_DATA PROVIDED_
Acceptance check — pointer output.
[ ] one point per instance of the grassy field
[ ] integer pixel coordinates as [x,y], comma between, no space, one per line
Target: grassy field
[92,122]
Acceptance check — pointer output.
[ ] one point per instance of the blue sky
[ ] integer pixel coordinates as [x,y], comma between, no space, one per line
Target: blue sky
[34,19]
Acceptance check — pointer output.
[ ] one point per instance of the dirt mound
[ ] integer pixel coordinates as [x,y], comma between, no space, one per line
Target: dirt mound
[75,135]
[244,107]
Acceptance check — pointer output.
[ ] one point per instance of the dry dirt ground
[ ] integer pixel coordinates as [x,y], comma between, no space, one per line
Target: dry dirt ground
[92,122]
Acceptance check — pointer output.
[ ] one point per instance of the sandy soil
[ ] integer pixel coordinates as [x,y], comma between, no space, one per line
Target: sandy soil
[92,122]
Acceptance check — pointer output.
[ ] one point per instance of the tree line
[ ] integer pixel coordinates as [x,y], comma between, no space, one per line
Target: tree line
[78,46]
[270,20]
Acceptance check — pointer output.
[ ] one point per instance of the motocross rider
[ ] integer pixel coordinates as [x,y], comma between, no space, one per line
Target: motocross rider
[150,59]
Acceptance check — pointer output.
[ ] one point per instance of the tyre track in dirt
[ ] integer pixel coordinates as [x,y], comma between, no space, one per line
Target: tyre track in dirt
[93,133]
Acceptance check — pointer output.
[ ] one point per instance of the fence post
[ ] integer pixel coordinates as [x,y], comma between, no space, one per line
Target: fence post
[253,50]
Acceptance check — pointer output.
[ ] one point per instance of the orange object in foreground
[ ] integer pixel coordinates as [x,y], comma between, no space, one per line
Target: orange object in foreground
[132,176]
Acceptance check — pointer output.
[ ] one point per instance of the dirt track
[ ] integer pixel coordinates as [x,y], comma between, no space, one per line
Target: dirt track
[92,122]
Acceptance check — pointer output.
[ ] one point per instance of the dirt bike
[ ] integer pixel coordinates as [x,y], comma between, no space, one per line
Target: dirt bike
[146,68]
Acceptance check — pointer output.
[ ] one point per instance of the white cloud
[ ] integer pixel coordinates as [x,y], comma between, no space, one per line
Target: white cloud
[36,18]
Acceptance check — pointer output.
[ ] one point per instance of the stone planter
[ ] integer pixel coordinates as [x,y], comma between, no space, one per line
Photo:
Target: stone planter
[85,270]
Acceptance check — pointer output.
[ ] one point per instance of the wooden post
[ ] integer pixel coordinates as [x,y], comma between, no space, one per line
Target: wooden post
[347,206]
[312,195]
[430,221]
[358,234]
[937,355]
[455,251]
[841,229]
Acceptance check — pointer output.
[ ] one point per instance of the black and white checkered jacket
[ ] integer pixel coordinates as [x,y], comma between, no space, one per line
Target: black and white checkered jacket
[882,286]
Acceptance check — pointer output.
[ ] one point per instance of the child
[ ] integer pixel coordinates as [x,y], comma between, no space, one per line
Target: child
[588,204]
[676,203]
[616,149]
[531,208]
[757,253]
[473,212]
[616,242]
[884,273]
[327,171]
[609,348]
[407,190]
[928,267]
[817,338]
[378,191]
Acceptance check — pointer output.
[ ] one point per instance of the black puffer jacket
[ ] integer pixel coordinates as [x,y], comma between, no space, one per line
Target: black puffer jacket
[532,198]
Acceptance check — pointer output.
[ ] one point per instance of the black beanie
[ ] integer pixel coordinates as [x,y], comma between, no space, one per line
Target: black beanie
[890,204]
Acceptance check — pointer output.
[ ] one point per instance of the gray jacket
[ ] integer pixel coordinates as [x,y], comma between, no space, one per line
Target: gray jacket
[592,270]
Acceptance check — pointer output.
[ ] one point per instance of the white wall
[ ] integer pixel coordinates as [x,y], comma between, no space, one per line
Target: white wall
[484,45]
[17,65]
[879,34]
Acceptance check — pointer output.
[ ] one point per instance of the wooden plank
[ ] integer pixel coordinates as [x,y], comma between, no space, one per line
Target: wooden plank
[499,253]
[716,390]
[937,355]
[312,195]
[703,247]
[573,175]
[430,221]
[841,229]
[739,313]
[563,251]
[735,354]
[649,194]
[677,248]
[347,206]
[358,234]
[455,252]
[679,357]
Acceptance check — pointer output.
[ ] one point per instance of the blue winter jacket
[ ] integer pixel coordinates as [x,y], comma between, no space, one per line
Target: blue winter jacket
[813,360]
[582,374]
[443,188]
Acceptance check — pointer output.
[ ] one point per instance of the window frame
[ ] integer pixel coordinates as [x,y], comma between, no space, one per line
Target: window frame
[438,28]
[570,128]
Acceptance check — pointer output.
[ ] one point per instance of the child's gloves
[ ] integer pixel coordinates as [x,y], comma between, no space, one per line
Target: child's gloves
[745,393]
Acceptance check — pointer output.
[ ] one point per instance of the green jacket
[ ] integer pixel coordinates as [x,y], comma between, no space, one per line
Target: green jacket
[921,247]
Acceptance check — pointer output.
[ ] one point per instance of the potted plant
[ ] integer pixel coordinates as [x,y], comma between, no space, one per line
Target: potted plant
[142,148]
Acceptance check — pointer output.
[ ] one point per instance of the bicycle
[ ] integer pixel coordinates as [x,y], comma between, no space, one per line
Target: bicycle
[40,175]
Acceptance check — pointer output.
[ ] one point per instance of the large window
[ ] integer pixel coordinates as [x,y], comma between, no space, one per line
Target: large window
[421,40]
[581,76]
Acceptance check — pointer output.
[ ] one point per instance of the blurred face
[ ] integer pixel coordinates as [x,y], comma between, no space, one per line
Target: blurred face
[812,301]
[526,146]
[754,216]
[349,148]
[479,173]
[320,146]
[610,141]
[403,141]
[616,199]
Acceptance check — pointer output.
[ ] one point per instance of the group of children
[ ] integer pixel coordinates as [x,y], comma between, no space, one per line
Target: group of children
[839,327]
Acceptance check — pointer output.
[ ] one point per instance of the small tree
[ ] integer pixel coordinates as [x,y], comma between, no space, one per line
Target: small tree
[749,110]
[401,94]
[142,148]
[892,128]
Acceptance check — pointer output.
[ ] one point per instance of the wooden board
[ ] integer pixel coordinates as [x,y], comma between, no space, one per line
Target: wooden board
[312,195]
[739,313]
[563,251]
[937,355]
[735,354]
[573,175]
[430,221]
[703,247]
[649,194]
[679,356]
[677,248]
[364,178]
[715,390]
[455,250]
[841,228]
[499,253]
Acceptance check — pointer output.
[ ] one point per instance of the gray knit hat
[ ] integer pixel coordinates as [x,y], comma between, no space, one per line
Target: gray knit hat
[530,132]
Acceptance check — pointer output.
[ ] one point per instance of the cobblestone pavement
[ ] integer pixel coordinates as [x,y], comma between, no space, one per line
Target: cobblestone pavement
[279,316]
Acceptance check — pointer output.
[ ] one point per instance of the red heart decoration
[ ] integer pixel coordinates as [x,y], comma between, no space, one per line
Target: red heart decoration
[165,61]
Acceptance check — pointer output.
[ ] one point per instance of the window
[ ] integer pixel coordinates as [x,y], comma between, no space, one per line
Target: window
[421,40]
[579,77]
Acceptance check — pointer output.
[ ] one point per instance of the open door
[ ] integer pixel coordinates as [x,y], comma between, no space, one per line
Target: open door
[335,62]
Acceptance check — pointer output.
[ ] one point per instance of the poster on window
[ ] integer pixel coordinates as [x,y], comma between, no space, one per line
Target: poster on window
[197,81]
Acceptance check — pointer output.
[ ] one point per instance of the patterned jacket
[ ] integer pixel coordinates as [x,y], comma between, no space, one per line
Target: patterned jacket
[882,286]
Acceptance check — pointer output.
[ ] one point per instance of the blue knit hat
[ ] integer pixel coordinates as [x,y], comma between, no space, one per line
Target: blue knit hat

_TO DO_
Every entry in the listing must be retyped exactly.

_RIGHT ANSWER_
Acceptance check — pointer output.
[ ] one point per instance of the grassy field
[ ] integer pixel coordinates as [x,y], comma between, no space, one per line
Target: grassy field
[92,122]
Acceptance check — pointer output.
[ ] one point per instance of the blue sky
[ ] integer pixel coordinates as [x,y], comma between, no space, one per line
Target: blue sky
[34,19]
Acceptance check — pointer output.
[ ] one point per instance of the dirt mound
[ ] integer pixel coordinates as [x,y], comma between, no space, one per line
Target: dirt mound
[75,135]
[244,107]
Acceptance check — pointer output.
[ ] one point per instance of the dry dirt ground
[ ] integer pixel coordinates as [x,y], comma between, no space, one per line
Target: dry dirt ground
[92,122]
Acceptance check — pointer output.
[ ] one point per instance of the sandy soil
[ ] integer pixel coordinates as [x,y], comma between, no space, one per line
Target: sandy soil
[92,122]
Acceptance check — pointer output.
[ ] one point per instance of the tree line
[ ] integer pixel coordinates as [x,y], comma between, no space, one per line
Target: tree line
[78,46]
[270,20]
Acceptance check — pointer output.
[ ] one point per instance of the motocross rider
[ ] integer pixel coordinates as [x,y], comma between, no space, one per line
Target: motocross rider
[150,59]
Acceptance check — pointer output.
[ ] one point per instance of the tyre track in dirt
[ ] integer pixel coordinates as [x,y], comma between, no space, one per line
Target: tyre track in dirt
[93,133]
Acceptance check — pointer output.
[ ] one point per instance of the fence post
[ ] integer pixel coordinates as [x,y], comma between, no space, one per line
Target: fence post
[253,50]
Acceptance check — pointer output.
[ ] one point per instance of the orange object in foreground
[ ] integer pixel coordinates as [x,y], comma between, no space, one per line
Target: orange object in foreground
[132,176]
Acceptance check — pointer output.
[ ] one point per instance of the dirt track
[ ] integer pixel coordinates as [x,y], comma between, no space, one per line
Target: dirt track
[92,122]
Acceptance check — pointer output.
[ ] one point per instance of the dirt bike
[ ] integer pixel coordinates as [x,y], comma between, no space, one per line
Target: dirt bike
[146,68]
Acceptance check — pointer output.
[ ] one point per instance of the white cloud
[ ] integer pixel coordinates as [x,y], comma between, no space, one per line
Target: white cloud
[36,18]
Acceptance check — pointer output.
[ ] one point per instance of the stone planter
[ ] integer pixel coordinates as [x,y], comma between, no space, one per line
Photo:
Target: stone planter
[85,270]
Acceptance check — pointer output.
[ ] one point per instance of the wooden post
[ ] integer pixel coordinates as [x,y], comma between, no space, one per line
Target: wooden post
[347,206]
[312,195]
[430,221]
[358,234]
[937,355]
[455,251]
[841,229]
Acceptance check — pointer output.
[ ] one point per instance of the black and white checkered jacket
[ ] integer pixel coordinates as [x,y], comma between, no space, one per line
Target: black and white checkered jacket
[882,286]
Acceptance check — pointer output.
[ ] one point per instance of the child
[ ] integer pixel coordinates as [x,y], comma between, no space, one per line
Target: child
[588,204]
[676,203]
[616,149]
[531,208]
[757,253]
[473,212]
[616,242]
[884,273]
[327,171]
[609,348]
[407,190]
[928,267]
[817,338]
[378,191]
Acceptance check — pointer output.
[ ] one point per instance of the black puffer jacket
[ ] integer pixel coordinates as [x,y], comma between, no space, one per line
Target: black puffer jacket
[532,198]
Acceptance check — pointer output.
[ ] one point per instance of the black beanie
[ ] integer pixel coordinates as [x,y], comma between, no space, one per line
Target: black beanie
[890,204]
Acceptance check — pointer output.
[ ] one point per instance of the gray jacket
[ ] integer pixel coordinates as [x,y], comma between, no space, one per line
Target: gray jacket
[592,270]
Acceptance check — pointer output.
[ ] one point per instance of the white wall
[ ] integer pixel coordinates as [x,y], comma between, no space, one per line
Target: white wall
[484,45]
[17,65]
[879,34]
Acceptance check — pointer output.
[ ] one point per instance of the wooden plank
[ ] integer pixel coordinates as [x,y], comma between, no space, one per line
Target: wooden plank
[499,253]
[716,390]
[937,355]
[312,195]
[703,247]
[573,175]
[430,221]
[841,229]
[739,313]
[563,251]
[735,354]
[649,194]
[677,248]
[347,206]
[358,234]
[455,252]
[679,357]
Acceptance check — pointer output.
[ ] one point per instance of the blue winter jacket
[ ] integer pixel coordinates as [x,y], comma between, no space, one per line
Target: blue winter jacket
[813,360]
[582,374]
[443,188]
Acceptance check — pointer output.
[ ] one point per instance of the window frame
[ ] integer pixel coordinates as [x,y], comma between, no space, one per line
Target: window frame
[438,28]
[570,128]
Acceptance check — pointer output.
[ ] one point per instance of the child's gloves
[ ] integer pixel coordinates as [x,y], comma between, no space, one per line
Target: child's gloves
[745,393]
Acceptance check — pointer output.
[ ] one point per instance of the green jacket
[ ] integer pixel coordinates as [x,y], comma between, no space, one per line
Target: green jacket
[921,247]
Acceptance check — pointer output.
[ ] one point per instance of the potted plant
[ ] integer pixel coordinates as [x,y], comma between, no space, one per line
Target: potted plant
[142,148]
Acceptance check — pointer output.
[ ] one point per instance of the bicycle
[ ] integer pixel coordinates as [x,y], comma between, no space, one per line
Target: bicycle
[40,175]
Acceptance check — pointer output.
[ ] one point per instance of the large window
[ ] integer pixel coordinates as [x,y], comma between, no space, one per line
Target: large window
[421,40]
[581,76]
Acceptance check — pointer output.
[ ] one point per instance of the blurred face
[ ] integer pixel coordinates as [x,y], comma between, no space, one per line
Target: blurred face
[812,301]
[526,146]
[754,216]
[349,148]
[479,173]
[320,146]
[610,141]
[403,141]
[616,199]
Acceptance check — pointer output.
[ ] one point per instance of the group of children
[ ] integer pixel coordinates as [x,y], comma between, no space, one per line
Target: group of children
[839,327]
Acceptance check — pointer output.
[ ] one point per instance of the small tree
[ ] integer pixel coordinates as [x,y], comma between, no space, one per line
Target: small tree
[749,110]
[401,94]
[142,148]
[892,128]
Acceptance check — pointer output.
[ ] one point per instance of the wooden board
[ ] integer pixel coordinates as [x,y], comma between, no space, one per line
Target: wooden board
[312,195]
[739,313]
[563,251]
[937,355]
[735,354]
[573,175]
[430,221]
[703,247]
[649,194]
[679,356]
[677,248]
[364,178]
[715,390]
[455,250]
[841,228]
[499,253]
Acceptance check — pointer output.
[ ] one point per instance of the gray knit hat
[ ] integer pixel coordinates as [x,y], comma between, no space, one per line
Target: gray knit hat
[530,132]
Acceptance check — pointer output.
[ ] one point per instance of the cobblestone pavement
[ ] integer pixel coordinates as [x,y], comma between, no space, one per line
Target: cobblestone pavement
[279,316]
Acceptance check — pointer output.
[ ] one point per instance of the red heart decoration
[ ] integer pixel coordinates as [x,y], comma between, no space, one per line
Target: red heart decoration
[165,61]
Acceptance check — pointer output.
[ ] one point per instance of the window
[ ] integer pixel coordinates as [x,y], comma between, no space, one per line
Target: window
[421,40]
[579,77]
Acceptance check — pointer output.
[ ] one point per instance of the open door
[ ] integer pixel coordinates as [x,y], comma between, no space, one per line
Target: open door
[335,62]
Acceptance check — pointer output.
[ ] one point per instance of the poster on window
[ ] integer pixel coordinates as [x,y], comma between, no space, one per line
Target: poster on window
[197,81]
Acceptance check — pointer output.
[ ] one point per instance of the patterned jacket
[ ] integer pixel coordinates as [x,y], comma between, no space, one per line
Target: patterned jacket
[882,286]
Acceptance check — pointer output.
[ ] one point per instance of the blue knit hat
[ ] integer pixel coordinates as [x,y], comma between, no space, one per line
Target: blue knit hat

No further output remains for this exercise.